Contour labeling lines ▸
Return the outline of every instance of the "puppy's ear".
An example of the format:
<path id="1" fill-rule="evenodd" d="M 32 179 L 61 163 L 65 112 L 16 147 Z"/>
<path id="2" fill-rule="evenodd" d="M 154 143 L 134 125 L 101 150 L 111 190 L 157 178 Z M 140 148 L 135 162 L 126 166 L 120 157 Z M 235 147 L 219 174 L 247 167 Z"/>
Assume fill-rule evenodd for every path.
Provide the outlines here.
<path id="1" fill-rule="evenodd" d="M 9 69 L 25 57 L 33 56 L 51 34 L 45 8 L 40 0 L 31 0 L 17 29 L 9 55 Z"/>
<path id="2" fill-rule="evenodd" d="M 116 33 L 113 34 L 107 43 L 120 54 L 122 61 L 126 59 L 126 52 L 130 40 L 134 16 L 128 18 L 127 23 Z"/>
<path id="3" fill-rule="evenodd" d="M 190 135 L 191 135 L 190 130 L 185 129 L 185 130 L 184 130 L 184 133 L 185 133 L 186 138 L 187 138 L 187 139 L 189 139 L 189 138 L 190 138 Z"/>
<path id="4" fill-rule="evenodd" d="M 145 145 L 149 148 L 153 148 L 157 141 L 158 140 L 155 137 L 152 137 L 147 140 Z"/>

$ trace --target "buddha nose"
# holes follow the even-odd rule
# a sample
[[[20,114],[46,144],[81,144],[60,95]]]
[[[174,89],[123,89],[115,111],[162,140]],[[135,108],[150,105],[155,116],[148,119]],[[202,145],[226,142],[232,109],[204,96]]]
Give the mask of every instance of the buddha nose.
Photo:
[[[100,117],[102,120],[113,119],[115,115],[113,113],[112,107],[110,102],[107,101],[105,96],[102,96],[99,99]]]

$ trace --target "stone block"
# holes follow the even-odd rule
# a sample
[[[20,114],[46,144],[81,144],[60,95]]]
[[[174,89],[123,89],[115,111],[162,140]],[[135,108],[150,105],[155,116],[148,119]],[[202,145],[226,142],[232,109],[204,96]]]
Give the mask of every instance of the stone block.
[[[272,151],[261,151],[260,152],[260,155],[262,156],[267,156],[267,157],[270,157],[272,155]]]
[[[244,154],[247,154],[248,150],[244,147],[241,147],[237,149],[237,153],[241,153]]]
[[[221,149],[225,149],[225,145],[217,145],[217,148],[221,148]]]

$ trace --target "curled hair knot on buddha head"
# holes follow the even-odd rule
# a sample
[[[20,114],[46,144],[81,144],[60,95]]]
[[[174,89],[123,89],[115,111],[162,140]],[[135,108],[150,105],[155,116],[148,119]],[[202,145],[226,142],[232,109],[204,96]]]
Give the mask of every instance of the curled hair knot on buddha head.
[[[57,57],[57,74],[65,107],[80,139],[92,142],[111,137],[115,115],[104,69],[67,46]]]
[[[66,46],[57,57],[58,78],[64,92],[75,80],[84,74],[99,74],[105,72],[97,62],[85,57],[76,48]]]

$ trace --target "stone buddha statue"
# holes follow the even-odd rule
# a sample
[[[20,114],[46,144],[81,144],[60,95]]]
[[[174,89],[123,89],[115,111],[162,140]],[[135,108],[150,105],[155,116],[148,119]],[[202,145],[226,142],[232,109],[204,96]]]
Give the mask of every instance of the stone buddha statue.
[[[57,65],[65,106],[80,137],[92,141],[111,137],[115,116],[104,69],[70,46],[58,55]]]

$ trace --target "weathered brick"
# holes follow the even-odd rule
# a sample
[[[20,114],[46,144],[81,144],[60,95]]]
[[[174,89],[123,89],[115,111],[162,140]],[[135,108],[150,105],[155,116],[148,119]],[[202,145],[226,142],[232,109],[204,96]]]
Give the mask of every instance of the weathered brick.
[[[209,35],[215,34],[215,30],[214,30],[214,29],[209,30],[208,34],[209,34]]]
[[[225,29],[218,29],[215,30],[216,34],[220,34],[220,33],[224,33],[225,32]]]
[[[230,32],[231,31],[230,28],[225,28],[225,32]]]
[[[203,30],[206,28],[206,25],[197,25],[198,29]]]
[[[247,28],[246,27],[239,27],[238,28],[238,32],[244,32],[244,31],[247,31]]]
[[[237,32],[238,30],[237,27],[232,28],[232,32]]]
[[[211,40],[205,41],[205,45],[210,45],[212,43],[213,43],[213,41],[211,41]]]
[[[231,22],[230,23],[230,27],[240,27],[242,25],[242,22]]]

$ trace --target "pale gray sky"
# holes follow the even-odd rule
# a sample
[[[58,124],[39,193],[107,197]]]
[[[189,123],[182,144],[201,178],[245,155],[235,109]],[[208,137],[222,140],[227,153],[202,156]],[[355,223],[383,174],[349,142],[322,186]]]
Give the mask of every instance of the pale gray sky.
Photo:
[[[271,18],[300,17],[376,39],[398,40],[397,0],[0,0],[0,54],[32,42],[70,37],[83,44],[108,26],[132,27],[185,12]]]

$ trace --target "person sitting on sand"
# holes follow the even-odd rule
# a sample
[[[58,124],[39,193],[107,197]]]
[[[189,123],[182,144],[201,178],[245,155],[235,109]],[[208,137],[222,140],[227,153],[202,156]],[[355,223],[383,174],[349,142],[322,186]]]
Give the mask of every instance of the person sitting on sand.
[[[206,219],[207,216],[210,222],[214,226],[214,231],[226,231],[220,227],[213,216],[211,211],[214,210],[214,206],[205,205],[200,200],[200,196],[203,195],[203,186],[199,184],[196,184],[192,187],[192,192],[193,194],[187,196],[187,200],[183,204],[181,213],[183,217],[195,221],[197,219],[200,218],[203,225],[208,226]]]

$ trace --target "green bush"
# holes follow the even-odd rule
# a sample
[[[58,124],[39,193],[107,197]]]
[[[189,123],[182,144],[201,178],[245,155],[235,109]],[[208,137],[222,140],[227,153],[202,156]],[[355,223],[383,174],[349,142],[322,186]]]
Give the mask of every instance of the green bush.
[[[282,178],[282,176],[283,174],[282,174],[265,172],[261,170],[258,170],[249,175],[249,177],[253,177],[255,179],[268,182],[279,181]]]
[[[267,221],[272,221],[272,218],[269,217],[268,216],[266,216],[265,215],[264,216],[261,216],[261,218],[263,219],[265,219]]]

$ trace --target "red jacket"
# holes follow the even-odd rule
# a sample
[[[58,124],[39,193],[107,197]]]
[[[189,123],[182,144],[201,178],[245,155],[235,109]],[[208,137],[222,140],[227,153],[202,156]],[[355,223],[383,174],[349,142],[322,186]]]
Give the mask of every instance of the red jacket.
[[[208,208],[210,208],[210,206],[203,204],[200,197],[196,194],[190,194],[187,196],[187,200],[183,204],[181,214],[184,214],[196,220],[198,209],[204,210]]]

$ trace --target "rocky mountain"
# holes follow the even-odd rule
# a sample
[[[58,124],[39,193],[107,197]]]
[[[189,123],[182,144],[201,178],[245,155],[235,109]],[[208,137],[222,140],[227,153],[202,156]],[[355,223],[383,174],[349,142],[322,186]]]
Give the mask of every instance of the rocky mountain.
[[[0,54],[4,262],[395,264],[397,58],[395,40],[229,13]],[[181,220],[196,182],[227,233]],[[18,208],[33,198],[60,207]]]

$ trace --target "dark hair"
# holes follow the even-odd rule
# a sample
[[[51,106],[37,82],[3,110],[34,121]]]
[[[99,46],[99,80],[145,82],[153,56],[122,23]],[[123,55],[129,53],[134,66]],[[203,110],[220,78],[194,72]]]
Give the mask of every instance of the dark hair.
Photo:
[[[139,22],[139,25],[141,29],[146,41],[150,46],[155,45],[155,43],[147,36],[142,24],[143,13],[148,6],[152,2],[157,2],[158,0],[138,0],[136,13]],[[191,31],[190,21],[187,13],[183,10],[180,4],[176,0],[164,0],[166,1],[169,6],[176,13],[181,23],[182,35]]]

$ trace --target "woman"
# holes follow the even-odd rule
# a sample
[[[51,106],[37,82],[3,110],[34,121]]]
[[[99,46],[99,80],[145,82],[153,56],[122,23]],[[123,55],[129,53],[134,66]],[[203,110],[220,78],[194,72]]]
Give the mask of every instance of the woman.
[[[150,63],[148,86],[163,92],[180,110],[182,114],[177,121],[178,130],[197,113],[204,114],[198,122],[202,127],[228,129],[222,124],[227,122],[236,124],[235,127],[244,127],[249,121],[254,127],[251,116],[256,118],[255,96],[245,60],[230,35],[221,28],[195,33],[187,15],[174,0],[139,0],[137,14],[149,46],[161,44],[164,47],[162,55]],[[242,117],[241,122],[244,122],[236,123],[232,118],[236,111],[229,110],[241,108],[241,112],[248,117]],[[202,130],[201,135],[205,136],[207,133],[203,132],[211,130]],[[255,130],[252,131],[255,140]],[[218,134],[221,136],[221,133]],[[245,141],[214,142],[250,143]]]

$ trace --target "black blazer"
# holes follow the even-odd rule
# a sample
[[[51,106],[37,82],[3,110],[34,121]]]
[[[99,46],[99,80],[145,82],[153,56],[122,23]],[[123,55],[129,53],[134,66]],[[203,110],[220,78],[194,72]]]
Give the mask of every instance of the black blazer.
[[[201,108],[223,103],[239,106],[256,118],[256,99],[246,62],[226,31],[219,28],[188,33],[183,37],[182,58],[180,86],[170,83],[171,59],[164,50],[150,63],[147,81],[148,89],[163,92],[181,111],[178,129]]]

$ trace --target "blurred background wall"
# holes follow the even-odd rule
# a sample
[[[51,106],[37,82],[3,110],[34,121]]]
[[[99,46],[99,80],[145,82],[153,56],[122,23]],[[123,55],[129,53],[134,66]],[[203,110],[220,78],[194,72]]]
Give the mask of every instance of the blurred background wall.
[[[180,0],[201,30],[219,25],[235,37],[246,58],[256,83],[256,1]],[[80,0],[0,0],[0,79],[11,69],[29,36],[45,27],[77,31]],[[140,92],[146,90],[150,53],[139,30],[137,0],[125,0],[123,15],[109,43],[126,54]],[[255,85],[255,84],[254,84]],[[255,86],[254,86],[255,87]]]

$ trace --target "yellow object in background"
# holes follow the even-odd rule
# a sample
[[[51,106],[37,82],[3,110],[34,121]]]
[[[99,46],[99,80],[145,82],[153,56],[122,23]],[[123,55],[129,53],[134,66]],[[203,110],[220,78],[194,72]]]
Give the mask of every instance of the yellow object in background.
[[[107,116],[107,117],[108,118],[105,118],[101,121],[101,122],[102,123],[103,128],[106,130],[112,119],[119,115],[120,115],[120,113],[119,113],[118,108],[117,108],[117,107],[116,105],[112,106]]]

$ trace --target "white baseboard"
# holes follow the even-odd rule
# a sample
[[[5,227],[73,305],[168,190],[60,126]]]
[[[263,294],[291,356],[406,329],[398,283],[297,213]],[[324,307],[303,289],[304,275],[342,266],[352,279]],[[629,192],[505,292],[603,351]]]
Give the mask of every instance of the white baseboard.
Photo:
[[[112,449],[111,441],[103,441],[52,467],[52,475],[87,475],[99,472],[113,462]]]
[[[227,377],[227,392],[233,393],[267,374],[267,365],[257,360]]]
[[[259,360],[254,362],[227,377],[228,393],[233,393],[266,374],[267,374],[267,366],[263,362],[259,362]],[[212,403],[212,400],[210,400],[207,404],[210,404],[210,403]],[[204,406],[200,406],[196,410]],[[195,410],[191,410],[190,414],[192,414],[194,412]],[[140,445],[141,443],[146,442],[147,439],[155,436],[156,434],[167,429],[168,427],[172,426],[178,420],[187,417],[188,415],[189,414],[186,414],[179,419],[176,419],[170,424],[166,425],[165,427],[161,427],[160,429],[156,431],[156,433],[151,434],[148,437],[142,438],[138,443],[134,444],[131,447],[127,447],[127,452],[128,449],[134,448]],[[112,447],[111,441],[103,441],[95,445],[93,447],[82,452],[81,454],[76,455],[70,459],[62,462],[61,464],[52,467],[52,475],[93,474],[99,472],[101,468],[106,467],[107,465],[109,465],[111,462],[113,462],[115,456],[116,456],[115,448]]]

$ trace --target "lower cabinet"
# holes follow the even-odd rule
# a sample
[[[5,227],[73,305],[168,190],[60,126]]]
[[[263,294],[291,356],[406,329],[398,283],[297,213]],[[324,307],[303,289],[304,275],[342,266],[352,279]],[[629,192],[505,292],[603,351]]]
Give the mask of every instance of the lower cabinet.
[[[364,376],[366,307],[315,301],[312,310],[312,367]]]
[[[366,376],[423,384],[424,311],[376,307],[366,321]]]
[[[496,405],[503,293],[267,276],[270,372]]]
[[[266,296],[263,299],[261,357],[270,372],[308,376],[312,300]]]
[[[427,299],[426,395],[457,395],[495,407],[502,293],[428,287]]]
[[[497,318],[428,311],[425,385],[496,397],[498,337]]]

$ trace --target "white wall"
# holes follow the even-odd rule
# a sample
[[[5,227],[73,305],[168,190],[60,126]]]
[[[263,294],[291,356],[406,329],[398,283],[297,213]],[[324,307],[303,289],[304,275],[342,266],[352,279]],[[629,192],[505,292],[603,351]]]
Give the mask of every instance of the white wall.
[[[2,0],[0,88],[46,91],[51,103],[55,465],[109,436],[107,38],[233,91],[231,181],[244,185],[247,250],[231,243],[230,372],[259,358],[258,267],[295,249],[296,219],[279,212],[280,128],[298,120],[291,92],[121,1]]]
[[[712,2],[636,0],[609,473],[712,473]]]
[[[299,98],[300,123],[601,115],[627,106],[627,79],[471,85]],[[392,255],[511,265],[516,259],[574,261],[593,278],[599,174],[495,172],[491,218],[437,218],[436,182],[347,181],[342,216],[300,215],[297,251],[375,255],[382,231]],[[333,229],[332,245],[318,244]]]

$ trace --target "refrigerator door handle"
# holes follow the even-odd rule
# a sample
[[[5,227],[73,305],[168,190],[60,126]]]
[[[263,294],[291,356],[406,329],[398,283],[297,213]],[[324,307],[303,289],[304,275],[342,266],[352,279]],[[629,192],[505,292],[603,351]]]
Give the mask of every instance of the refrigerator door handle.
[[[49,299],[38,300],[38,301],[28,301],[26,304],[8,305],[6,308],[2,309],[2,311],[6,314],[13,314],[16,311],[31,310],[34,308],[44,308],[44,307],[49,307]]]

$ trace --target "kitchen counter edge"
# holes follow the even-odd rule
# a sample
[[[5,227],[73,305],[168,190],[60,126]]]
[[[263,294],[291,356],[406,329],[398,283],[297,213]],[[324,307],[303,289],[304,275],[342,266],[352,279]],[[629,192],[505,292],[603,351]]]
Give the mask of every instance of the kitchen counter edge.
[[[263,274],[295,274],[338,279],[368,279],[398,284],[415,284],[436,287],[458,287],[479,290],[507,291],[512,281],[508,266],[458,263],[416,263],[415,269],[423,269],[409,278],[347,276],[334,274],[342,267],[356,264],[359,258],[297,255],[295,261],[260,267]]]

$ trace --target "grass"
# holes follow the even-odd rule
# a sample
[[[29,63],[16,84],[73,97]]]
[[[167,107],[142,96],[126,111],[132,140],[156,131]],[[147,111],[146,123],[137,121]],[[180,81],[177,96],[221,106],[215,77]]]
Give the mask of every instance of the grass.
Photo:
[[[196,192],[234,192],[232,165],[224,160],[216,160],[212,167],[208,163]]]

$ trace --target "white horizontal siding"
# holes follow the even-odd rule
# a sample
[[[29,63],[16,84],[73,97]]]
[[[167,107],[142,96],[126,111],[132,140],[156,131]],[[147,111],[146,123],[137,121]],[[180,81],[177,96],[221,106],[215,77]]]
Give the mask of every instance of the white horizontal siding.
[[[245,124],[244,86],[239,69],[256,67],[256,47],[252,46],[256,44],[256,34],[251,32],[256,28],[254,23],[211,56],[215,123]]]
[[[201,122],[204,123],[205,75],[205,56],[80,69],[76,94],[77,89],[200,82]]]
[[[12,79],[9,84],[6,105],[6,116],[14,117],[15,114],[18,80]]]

Exercise ▸ Copy out the lines from the very beginning through the line containing "32 179 L 61", both ends included, without changing a single character.

The result ▸
Return the outline of every instance of the "puppy's ear".
An example of the format:
<path id="1" fill-rule="evenodd" d="M 32 179 L 61 163 L 65 112 L 16 147 Z"/>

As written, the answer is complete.